What you should do: Reproduce the following entries verbatim, each one complete.

───── Record extracts ─────

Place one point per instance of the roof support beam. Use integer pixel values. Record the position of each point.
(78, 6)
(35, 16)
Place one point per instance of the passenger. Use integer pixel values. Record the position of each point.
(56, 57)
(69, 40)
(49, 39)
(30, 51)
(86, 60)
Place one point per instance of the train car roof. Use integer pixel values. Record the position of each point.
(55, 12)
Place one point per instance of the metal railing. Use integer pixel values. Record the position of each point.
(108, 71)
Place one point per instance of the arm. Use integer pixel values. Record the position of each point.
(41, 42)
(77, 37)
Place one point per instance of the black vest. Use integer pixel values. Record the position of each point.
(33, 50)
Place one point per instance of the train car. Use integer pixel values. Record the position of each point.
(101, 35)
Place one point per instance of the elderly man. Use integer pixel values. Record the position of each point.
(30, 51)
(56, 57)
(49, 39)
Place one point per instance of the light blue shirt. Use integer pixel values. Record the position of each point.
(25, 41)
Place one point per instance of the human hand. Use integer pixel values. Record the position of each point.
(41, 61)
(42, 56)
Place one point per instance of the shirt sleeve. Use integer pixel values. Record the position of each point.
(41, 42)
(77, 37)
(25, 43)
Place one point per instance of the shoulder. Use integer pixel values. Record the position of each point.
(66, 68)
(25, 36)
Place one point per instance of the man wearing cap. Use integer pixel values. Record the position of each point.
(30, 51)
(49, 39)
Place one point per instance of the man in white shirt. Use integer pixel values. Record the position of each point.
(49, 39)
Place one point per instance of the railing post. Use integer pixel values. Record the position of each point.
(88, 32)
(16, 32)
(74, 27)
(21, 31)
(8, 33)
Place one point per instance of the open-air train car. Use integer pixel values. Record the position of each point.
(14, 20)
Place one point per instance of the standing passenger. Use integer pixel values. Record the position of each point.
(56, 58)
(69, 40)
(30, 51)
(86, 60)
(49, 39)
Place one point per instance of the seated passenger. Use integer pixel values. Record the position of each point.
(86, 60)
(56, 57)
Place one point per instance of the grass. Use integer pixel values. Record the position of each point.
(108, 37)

─────

Completed exercise:
Place one point per instance of the roof support beam. Use integer pixel values. Record the position of each point.
(78, 6)
(35, 16)
Place one point per instance of the passenger. Use integer pixel values. Record the position of each point.
(56, 57)
(69, 40)
(49, 39)
(30, 51)
(86, 60)
Place one point per instance of the train car roof. Use integer pixel values. Record the position of each point.
(55, 12)
Place one point per instance of the metal railing. Use integer pixel values. Record the position of each point.
(108, 71)
Place one point per instance of the arm. Use integer pixel values. Record the position of each point.
(41, 42)
(77, 37)
Place one point per instance of the black vest. Use integer pixel values. Record the position of each point.
(33, 50)
Place one point per instance of the train car. Use integer pixel values. Record the position of each point.
(101, 35)
Place one point per instance of the elderly man. Use integer pixel values. Record the position of each point.
(30, 51)
(56, 57)
(49, 39)
Place one point per instance of the light blue shirt. Use integer pixel values. Record the position of each point.
(25, 41)
Place one point per instance of the human hand. Use integer pixel values. Record the position of each point.
(41, 61)
(42, 56)
Place one point per instance of the shirt sleeve. Use integer pixel values. Record the position of each point.
(41, 42)
(77, 37)
(25, 43)
Place one point per instance of the shoulder. Use integer pixel values. Record the position of each point.
(66, 68)
(25, 36)
Place one point per instance of the man wearing cap. Use integer pixel values. Record the position of each point.
(30, 51)
(49, 39)
Place one point per instance of the man in white shirt. Use integer pixel values. Record the position of each point.
(49, 39)
Place one point per instance of the railing post. Use integer pixel values. Record the position of each point.
(88, 32)
(16, 32)
(74, 27)
(21, 31)
(8, 33)
Place one point per instance of the open-air train car. Use integer pixel values. Record the position of each point.
(14, 20)
Place one point per instance of the standing passenger. Use integer pixel values. Record the position of each point.
(56, 58)
(69, 40)
(30, 51)
(86, 60)
(49, 39)
Place one point per instance of the seated passenger. Use integer pixel values. Record the position of each point.
(86, 60)
(56, 57)
Place one point per instance of the grass. Use integer pixel values. Record the position of each point.
(108, 37)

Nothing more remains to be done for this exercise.